**WHAT THIS TASK INVOLVES**. Restate the data below word for word, leaving nothing out.

#### SUPPLIED RECORDS ####

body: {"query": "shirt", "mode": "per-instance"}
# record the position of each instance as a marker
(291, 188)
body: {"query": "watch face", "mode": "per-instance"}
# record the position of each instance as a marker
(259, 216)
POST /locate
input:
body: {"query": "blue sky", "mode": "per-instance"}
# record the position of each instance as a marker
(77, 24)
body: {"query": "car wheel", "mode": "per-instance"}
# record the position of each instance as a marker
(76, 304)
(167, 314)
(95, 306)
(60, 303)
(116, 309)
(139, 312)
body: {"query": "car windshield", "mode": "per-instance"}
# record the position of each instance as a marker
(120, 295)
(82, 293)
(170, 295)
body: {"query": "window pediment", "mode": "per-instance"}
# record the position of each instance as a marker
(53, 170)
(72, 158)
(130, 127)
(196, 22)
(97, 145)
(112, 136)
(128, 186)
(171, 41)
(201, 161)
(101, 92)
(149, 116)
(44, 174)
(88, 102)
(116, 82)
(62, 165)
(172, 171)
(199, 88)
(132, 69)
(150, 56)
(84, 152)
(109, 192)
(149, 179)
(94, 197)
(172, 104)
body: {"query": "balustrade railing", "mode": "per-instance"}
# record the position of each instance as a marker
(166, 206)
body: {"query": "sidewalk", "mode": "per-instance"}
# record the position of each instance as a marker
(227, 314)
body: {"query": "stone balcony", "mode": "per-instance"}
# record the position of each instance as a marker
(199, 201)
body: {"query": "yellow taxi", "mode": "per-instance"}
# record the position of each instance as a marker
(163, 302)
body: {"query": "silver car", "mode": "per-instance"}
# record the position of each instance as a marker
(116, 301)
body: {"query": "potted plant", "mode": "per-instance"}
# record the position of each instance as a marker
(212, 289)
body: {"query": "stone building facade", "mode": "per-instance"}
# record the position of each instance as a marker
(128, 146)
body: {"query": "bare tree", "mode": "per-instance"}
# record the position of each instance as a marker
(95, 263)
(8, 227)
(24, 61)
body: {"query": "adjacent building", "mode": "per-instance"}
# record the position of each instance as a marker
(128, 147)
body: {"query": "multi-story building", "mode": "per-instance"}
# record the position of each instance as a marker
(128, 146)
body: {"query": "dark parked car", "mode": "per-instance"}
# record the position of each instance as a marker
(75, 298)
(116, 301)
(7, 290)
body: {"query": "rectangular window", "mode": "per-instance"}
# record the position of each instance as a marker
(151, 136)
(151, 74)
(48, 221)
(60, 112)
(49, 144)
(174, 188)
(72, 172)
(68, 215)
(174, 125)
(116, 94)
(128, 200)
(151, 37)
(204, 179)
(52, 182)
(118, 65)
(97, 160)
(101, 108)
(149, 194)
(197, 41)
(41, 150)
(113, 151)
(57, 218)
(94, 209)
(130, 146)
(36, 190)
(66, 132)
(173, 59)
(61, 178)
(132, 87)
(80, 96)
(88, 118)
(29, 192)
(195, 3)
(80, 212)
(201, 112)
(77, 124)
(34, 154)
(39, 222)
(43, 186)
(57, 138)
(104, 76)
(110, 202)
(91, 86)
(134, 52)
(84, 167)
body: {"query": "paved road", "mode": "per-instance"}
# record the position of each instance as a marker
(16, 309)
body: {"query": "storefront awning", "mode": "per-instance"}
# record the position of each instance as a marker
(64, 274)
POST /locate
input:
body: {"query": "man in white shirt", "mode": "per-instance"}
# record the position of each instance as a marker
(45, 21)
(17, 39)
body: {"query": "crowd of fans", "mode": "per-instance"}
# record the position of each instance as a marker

####

**REPLY TO THE EXERCISE**.
body: {"query": "shirt", "mode": "per-instance"}
# record the position of each instance as a marker
(291, 188)
body: {"query": "watch face", "mode": "per-instance"}
# record the position of each instance as a marker
(259, 216)
POST /locate
input:
body: {"query": "blue sky", "mode": "per-instance"}
# record the position of each instance as a marker
(77, 24)
body: {"query": "car wheel", "mode": "per-instance"}
# record the position of each instance as a marker
(76, 304)
(167, 314)
(95, 306)
(60, 303)
(116, 309)
(139, 312)
body: {"query": "car windshield", "mode": "per-instance"}
# record the position of each instance as a marker
(120, 295)
(82, 293)
(170, 295)
body: {"query": "window pediment", "mode": "per-instance"}
# record the position of each instance as a marker
(53, 170)
(72, 158)
(130, 127)
(196, 22)
(97, 145)
(112, 136)
(128, 186)
(171, 41)
(201, 161)
(101, 92)
(149, 116)
(44, 174)
(88, 102)
(116, 82)
(62, 165)
(172, 171)
(199, 88)
(132, 69)
(150, 56)
(84, 152)
(109, 192)
(149, 179)
(94, 197)
(172, 104)
body: {"query": "balustrade railing", "mode": "per-instance"}
# record the position of each instance as a marker
(166, 206)
body: {"query": "sidewalk", "mode": "per-instance"}
# record the position of each instance as a marker
(227, 314)
body: {"query": "stone balcony", "mode": "per-instance"}
# record the position of each instance as a marker
(199, 201)
body: {"query": "yellow taxi", "mode": "per-instance"}
# record the position of each instance as a marker
(163, 302)
body: {"query": "silver car", "mode": "per-instance"}
# record the position of each instance as a marker
(116, 301)
body: {"query": "potted plant", "mode": "per-instance"}
# record the position of each instance as a marker
(212, 289)
body: {"query": "stone building facade", "mode": "per-instance"}
# record the position of each instance as a marker
(128, 146)
body: {"query": "bare tree", "mode": "per-instance"}
# record the position of each instance as a marker
(95, 263)
(8, 227)
(24, 61)
body: {"query": "adjacent building", "mode": "per-instance"}
# record the position of each instance as a marker
(128, 147)
body: {"query": "multi-story building", "mode": "per-instance"}
# record the position of each instance as a marker
(128, 146)
body: {"query": "dark parked car", "mode": "per-instance"}
# record the position of each instance as a marker
(75, 298)
(116, 301)
(7, 290)
body: {"query": "rectangular window", "mode": "per-instance"}
# record the position of each instance as a marker
(151, 136)
(151, 74)
(48, 221)
(60, 112)
(49, 144)
(174, 188)
(72, 172)
(68, 215)
(174, 125)
(116, 94)
(128, 200)
(151, 37)
(204, 179)
(52, 182)
(118, 65)
(97, 160)
(101, 108)
(149, 194)
(197, 41)
(41, 150)
(113, 151)
(57, 218)
(94, 209)
(130, 146)
(36, 190)
(66, 132)
(173, 59)
(61, 178)
(132, 87)
(80, 96)
(88, 118)
(29, 192)
(195, 3)
(80, 212)
(201, 112)
(77, 124)
(34, 154)
(39, 222)
(43, 186)
(57, 138)
(104, 76)
(110, 202)
(91, 86)
(134, 52)
(84, 167)
body: {"query": "paved road", "mode": "per-instance"}
# record the position of each instance as a marker
(16, 309)
body: {"query": "storefront awning", "mode": "per-instance"}
# record the position of each instance as a marker
(64, 274)
POST /locate
input:
body: {"query": "man in white shirt", "mode": "per-instance"}
# record the position of each instance as a marker
(45, 21)
(17, 39)
body: {"query": "crowd of fans", "mode": "per-instance"}
# record the position of each instance as a marker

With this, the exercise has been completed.